- What you are asked to do
For this exercise, copy out each line of the material below that includes "driveway".

- Data listing
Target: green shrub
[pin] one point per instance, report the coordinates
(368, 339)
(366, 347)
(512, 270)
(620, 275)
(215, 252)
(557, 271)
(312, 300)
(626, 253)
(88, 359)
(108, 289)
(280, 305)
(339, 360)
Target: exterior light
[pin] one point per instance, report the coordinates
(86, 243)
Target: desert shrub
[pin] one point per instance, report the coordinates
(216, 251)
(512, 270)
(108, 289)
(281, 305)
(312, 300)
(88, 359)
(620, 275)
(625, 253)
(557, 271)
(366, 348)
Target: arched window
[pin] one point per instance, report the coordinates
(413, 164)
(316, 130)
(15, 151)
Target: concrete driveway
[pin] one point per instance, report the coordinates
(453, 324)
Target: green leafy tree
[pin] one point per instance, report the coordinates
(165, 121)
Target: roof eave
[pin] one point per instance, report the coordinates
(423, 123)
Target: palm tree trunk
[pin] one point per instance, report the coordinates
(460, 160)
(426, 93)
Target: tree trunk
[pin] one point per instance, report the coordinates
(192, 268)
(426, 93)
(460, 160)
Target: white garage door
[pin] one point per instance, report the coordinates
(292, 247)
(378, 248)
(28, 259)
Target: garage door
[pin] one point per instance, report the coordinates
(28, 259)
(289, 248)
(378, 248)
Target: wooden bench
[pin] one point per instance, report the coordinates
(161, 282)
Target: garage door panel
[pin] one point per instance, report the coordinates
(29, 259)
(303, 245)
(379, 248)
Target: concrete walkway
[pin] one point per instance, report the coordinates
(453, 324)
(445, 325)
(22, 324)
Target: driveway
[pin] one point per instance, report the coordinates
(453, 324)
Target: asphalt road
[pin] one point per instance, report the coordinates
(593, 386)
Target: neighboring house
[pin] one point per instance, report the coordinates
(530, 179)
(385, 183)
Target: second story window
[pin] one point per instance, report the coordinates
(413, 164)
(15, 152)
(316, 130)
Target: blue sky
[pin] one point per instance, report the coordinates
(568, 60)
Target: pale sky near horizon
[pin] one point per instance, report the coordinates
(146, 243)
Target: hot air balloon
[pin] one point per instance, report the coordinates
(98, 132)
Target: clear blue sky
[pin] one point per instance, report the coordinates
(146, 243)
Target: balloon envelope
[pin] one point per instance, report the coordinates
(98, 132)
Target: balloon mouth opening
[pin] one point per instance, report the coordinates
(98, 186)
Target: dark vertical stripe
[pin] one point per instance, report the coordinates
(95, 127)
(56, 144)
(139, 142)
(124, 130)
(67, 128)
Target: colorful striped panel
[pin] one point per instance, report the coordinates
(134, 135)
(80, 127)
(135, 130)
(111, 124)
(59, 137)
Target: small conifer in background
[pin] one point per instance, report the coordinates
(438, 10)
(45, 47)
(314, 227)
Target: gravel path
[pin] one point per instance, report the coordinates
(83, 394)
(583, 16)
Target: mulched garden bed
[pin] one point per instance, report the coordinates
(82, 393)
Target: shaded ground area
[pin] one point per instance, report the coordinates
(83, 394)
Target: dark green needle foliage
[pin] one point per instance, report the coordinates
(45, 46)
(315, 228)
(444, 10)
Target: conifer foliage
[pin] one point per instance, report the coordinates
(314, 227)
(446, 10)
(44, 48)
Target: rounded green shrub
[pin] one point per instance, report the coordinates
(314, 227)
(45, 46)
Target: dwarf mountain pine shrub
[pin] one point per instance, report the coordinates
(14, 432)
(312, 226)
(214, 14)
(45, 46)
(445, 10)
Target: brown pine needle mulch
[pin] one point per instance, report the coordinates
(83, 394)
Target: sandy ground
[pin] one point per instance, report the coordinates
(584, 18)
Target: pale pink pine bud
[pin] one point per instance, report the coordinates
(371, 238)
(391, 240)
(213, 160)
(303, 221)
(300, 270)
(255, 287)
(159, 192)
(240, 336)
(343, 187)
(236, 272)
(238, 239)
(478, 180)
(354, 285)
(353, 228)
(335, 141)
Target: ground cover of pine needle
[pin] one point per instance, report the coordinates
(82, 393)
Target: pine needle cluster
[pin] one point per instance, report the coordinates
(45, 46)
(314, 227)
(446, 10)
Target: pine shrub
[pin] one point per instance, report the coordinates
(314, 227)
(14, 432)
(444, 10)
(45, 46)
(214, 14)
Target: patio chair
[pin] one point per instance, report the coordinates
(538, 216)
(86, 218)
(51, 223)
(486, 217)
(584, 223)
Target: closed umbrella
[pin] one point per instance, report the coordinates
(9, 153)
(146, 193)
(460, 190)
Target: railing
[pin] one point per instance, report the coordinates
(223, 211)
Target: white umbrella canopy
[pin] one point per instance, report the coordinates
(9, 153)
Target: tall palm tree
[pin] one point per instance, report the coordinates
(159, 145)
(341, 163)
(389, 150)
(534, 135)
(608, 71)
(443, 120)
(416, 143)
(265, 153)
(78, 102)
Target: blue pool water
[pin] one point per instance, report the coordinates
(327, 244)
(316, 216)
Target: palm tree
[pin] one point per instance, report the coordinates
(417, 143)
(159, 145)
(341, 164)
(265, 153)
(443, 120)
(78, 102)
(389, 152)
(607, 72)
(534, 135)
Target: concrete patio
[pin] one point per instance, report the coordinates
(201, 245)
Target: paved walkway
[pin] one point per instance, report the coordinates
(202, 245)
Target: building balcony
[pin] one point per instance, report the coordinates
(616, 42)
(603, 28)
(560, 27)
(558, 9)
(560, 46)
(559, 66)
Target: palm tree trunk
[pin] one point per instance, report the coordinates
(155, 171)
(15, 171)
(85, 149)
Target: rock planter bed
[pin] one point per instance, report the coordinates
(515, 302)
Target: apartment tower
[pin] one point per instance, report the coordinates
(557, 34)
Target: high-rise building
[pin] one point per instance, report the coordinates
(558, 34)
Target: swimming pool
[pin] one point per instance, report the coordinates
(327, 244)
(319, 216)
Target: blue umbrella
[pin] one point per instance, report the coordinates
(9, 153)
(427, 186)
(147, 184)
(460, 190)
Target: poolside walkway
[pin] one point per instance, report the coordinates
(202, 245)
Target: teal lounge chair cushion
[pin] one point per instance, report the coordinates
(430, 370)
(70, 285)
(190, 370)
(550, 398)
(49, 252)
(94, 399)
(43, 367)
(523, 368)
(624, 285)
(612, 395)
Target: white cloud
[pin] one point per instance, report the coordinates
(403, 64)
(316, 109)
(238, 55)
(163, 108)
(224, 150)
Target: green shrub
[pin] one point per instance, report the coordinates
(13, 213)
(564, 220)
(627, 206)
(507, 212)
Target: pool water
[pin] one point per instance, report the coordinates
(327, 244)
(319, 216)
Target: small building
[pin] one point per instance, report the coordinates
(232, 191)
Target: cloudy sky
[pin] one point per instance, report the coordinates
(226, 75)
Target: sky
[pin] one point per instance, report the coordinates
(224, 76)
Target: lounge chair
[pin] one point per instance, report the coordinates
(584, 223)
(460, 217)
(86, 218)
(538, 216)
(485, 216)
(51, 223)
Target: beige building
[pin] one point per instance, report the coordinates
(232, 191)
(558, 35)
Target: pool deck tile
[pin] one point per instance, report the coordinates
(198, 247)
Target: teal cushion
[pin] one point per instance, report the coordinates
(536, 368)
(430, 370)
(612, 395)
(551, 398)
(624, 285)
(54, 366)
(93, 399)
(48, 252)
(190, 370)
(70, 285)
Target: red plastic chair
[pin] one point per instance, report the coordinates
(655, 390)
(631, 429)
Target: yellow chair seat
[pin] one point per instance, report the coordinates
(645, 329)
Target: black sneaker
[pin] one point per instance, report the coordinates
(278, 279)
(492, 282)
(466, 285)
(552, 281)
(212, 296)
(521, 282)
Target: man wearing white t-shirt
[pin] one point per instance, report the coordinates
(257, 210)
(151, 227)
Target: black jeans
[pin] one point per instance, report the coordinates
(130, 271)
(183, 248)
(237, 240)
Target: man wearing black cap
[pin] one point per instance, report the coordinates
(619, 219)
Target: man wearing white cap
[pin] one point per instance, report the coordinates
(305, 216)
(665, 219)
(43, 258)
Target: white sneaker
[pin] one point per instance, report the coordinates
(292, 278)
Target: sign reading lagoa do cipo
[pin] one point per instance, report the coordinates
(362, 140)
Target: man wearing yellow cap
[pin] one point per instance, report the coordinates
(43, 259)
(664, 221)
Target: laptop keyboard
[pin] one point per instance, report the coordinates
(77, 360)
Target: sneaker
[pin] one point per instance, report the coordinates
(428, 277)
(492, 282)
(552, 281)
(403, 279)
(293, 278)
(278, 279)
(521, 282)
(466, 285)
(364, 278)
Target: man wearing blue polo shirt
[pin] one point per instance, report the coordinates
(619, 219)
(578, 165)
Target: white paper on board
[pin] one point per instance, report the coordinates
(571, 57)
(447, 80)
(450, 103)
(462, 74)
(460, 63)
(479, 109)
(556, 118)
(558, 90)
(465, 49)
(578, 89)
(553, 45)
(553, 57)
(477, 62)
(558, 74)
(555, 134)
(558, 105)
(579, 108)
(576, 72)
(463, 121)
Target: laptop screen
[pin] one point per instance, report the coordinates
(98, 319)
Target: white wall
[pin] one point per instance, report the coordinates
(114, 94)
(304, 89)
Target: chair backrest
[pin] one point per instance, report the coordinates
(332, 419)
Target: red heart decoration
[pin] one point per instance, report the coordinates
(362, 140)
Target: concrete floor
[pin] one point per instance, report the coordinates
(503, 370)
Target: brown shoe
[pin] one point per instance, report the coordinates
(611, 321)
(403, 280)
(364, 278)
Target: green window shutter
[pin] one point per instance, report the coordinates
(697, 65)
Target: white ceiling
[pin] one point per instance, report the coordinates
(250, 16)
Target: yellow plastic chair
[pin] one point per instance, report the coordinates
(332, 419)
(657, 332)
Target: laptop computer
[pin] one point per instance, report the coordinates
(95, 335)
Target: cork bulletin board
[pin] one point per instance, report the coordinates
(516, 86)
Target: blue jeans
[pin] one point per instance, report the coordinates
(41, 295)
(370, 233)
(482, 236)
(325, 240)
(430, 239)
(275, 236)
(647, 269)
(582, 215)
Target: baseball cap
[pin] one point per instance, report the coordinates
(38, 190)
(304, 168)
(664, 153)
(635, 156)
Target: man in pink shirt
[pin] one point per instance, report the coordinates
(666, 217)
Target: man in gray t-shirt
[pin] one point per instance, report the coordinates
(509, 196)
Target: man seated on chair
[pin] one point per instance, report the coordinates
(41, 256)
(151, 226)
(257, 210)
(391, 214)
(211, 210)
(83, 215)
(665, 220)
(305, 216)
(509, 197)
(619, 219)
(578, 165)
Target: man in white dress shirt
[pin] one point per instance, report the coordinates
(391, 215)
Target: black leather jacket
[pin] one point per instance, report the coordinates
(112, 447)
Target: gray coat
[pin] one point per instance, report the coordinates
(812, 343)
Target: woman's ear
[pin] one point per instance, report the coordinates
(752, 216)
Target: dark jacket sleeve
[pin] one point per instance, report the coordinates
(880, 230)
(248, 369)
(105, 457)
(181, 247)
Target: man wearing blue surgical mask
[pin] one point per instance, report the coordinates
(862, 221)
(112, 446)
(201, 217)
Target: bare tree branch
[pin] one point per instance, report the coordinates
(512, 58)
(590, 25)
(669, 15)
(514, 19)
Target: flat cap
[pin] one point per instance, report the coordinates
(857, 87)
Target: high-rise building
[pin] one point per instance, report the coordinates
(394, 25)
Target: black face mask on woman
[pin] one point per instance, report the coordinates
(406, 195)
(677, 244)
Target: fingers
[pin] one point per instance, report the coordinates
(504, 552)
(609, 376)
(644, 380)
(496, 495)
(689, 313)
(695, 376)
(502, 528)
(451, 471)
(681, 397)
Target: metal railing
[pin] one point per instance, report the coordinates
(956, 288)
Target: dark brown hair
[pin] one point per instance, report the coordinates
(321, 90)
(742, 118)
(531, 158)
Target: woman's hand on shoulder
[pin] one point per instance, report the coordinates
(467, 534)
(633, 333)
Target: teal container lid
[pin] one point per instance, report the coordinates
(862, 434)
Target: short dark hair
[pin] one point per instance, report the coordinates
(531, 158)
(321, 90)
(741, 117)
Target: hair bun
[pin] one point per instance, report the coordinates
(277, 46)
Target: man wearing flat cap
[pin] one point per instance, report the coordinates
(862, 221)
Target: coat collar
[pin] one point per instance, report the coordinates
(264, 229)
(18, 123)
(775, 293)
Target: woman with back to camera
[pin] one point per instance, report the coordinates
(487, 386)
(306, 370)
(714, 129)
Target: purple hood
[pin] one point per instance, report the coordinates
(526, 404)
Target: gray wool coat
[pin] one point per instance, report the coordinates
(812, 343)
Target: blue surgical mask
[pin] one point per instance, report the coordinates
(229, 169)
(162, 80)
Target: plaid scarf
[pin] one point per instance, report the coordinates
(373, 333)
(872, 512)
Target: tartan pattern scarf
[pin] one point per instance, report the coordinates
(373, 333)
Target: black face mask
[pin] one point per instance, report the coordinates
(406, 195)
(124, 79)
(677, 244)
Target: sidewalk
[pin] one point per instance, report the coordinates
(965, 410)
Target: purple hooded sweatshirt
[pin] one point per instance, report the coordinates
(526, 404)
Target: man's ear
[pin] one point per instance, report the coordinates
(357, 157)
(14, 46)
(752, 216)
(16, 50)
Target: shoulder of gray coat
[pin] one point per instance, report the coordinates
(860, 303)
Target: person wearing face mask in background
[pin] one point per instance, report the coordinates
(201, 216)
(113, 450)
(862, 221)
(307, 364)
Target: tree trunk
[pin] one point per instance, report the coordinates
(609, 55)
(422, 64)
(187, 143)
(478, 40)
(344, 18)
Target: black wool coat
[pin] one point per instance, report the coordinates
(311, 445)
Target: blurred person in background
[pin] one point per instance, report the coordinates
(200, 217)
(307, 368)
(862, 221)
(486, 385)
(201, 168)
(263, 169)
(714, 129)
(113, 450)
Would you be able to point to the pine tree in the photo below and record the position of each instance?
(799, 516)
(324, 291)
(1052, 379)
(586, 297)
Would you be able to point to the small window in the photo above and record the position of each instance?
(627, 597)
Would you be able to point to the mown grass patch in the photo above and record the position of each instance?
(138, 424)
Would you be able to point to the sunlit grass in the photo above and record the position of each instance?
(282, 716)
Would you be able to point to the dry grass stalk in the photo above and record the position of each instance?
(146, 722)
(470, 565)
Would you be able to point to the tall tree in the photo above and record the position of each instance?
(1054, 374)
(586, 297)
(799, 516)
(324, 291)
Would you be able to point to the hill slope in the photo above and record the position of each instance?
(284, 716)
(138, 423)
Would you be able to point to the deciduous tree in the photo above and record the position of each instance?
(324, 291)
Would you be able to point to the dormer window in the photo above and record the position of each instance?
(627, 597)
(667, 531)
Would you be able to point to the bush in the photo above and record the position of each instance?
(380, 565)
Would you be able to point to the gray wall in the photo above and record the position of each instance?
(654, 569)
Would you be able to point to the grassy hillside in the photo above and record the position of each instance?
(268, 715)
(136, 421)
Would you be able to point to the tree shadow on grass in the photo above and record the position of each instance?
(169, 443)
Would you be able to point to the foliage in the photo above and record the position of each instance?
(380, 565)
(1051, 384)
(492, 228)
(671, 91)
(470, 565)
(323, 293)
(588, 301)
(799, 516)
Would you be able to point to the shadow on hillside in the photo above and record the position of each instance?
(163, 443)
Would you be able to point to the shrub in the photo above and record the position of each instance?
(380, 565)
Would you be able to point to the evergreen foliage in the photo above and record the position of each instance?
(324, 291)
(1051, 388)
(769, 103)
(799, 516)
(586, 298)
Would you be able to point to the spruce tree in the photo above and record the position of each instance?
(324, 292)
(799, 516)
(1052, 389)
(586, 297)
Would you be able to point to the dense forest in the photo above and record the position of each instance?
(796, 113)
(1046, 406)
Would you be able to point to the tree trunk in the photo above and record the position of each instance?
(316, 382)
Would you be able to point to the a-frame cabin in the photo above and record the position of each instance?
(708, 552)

- Output for this task
Target: concrete driveway
Target: driveway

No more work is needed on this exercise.